- AIM
Transcribe all of the material exactly, except for its pictures.

- SUPPLIED INFORMATION
----
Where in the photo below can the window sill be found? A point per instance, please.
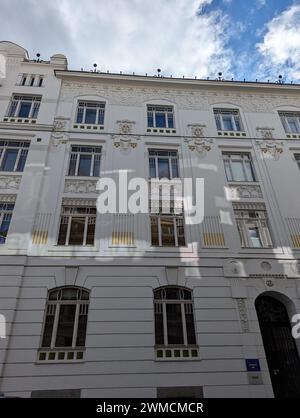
(19, 120)
(176, 353)
(235, 134)
(64, 355)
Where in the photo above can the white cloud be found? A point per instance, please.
(280, 47)
(178, 36)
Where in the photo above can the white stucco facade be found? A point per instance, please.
(225, 277)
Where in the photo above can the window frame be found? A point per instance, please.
(234, 115)
(98, 105)
(160, 307)
(94, 156)
(230, 157)
(69, 214)
(14, 106)
(167, 110)
(58, 303)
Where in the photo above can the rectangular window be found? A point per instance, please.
(160, 116)
(77, 225)
(6, 211)
(253, 225)
(13, 155)
(228, 120)
(290, 121)
(163, 164)
(238, 167)
(167, 230)
(91, 113)
(26, 107)
(85, 161)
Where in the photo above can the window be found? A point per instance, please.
(30, 80)
(163, 164)
(160, 116)
(91, 113)
(167, 230)
(6, 211)
(238, 167)
(174, 318)
(77, 225)
(228, 120)
(24, 107)
(252, 223)
(85, 161)
(66, 318)
(13, 155)
(290, 121)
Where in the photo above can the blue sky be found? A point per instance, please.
(257, 39)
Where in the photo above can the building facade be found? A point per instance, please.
(146, 305)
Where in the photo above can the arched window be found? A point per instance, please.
(66, 318)
(174, 322)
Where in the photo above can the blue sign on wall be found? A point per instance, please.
(253, 365)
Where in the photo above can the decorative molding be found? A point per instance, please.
(244, 191)
(241, 305)
(125, 140)
(80, 186)
(10, 182)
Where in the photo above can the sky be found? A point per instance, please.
(243, 39)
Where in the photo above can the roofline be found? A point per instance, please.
(181, 81)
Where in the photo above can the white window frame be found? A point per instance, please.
(233, 114)
(160, 307)
(167, 110)
(21, 150)
(4, 212)
(230, 157)
(82, 306)
(158, 157)
(34, 108)
(69, 215)
(94, 155)
(258, 220)
(176, 219)
(284, 117)
(84, 104)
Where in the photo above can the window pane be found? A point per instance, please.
(77, 231)
(167, 231)
(84, 168)
(152, 170)
(48, 331)
(4, 227)
(90, 234)
(160, 120)
(163, 168)
(62, 233)
(24, 110)
(90, 116)
(159, 328)
(154, 232)
(174, 324)
(255, 237)
(65, 327)
(9, 159)
(81, 333)
(190, 328)
(227, 123)
(237, 171)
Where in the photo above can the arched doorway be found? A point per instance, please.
(280, 347)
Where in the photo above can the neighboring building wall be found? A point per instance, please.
(119, 356)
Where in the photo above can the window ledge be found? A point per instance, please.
(176, 353)
(234, 134)
(63, 355)
(19, 120)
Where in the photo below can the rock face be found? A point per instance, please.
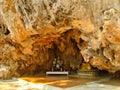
(34, 32)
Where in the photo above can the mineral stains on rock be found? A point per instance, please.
(34, 32)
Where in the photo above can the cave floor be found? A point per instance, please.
(59, 82)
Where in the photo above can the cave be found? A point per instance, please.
(77, 36)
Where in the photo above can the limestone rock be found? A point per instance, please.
(34, 32)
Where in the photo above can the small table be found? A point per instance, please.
(57, 72)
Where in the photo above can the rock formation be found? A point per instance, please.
(34, 32)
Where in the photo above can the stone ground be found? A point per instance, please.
(59, 83)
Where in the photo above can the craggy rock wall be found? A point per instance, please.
(34, 32)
----
- FINAL RESULT
Where in the photo below can the window sill be found? A point per instance, please.
(19, 120)
(176, 353)
(235, 134)
(64, 355)
Where in the photo above can the white cloud be found? A point per instance, please.
(280, 47)
(178, 36)
Where in the photo above can the white stucco facade be found? A point per instance, please.
(225, 277)
Where in the photo above can the window frame be found? A point per instance, please.
(234, 115)
(98, 105)
(160, 307)
(94, 156)
(230, 157)
(69, 214)
(14, 106)
(167, 110)
(58, 303)
Where in the photo above can the rectangular window be found? A point per instance, please.
(160, 116)
(77, 225)
(6, 211)
(253, 225)
(13, 155)
(228, 120)
(290, 121)
(163, 164)
(238, 167)
(167, 230)
(91, 113)
(26, 107)
(85, 161)
Where in the photo above can the window be found? A point per instance, please.
(30, 80)
(163, 164)
(160, 116)
(91, 113)
(167, 230)
(6, 211)
(238, 167)
(174, 318)
(77, 225)
(228, 120)
(24, 107)
(252, 223)
(85, 161)
(66, 318)
(13, 155)
(290, 121)
Where in the photo above can the blue sky be found? A point per instance, please.
(257, 39)
Where in the photo above can the building facade be found? A point per instance, please.
(146, 305)
Where in the photo above can the arched window be found? A point per instance, please.
(66, 318)
(174, 322)
Where in the photo above can the blue sign on wall be found? A point per instance, please.
(253, 365)
Where in the photo above can the decorative molding be found? A point per instance, please.
(244, 191)
(241, 305)
(125, 140)
(80, 186)
(10, 182)
Where in the photo above can the sky be found? A point per instance, please.
(243, 39)
Where in the photo above can the roofline be found? A point per instance, please.
(181, 81)
Where in the photo above can the white window frame be found? A point per instance, please.
(233, 114)
(160, 307)
(167, 110)
(21, 150)
(4, 212)
(230, 157)
(82, 306)
(158, 157)
(34, 108)
(69, 215)
(94, 155)
(258, 220)
(176, 219)
(284, 117)
(84, 104)
Where in the photo above can the window pane be found? A point per instance, please.
(77, 231)
(167, 231)
(84, 168)
(152, 170)
(48, 331)
(4, 227)
(90, 234)
(160, 120)
(163, 168)
(62, 233)
(24, 110)
(90, 116)
(159, 328)
(154, 232)
(174, 324)
(255, 237)
(65, 327)
(9, 159)
(81, 333)
(190, 328)
(227, 123)
(237, 171)
Where in the photo above can the arched doorway be found? A point per instance, please.
(280, 347)
Where in the photo above can the neighboring building wall be found? A point per instance, please.
(119, 356)
Where in the photo above can the window ledge be found? A point per instance, please.
(176, 353)
(234, 134)
(63, 355)
(19, 120)
Where in the photo below can the rock face be found? A point per instance, please.
(34, 32)
Where in the photo above can the mineral stains on rock be found? A point per instance, please.
(34, 32)
Where in the photo above can the cave floor be found? A point per instance, please.
(59, 82)
Where in the photo above can the cave be found? A point per instance, please.
(77, 36)
Where in the photo above can the limestone rock be found? A point per instance, please.
(34, 32)
Where in the photo above can the small table be found? A point per instance, please.
(57, 72)
Where in the photo above can the rock formation be found? A point per instance, please.
(34, 32)
Where in the photo above can the stone ground be found? A point per instance, please.
(59, 83)
Where in the photo above can the craggy rock wall be found? A point per instance, please.
(34, 32)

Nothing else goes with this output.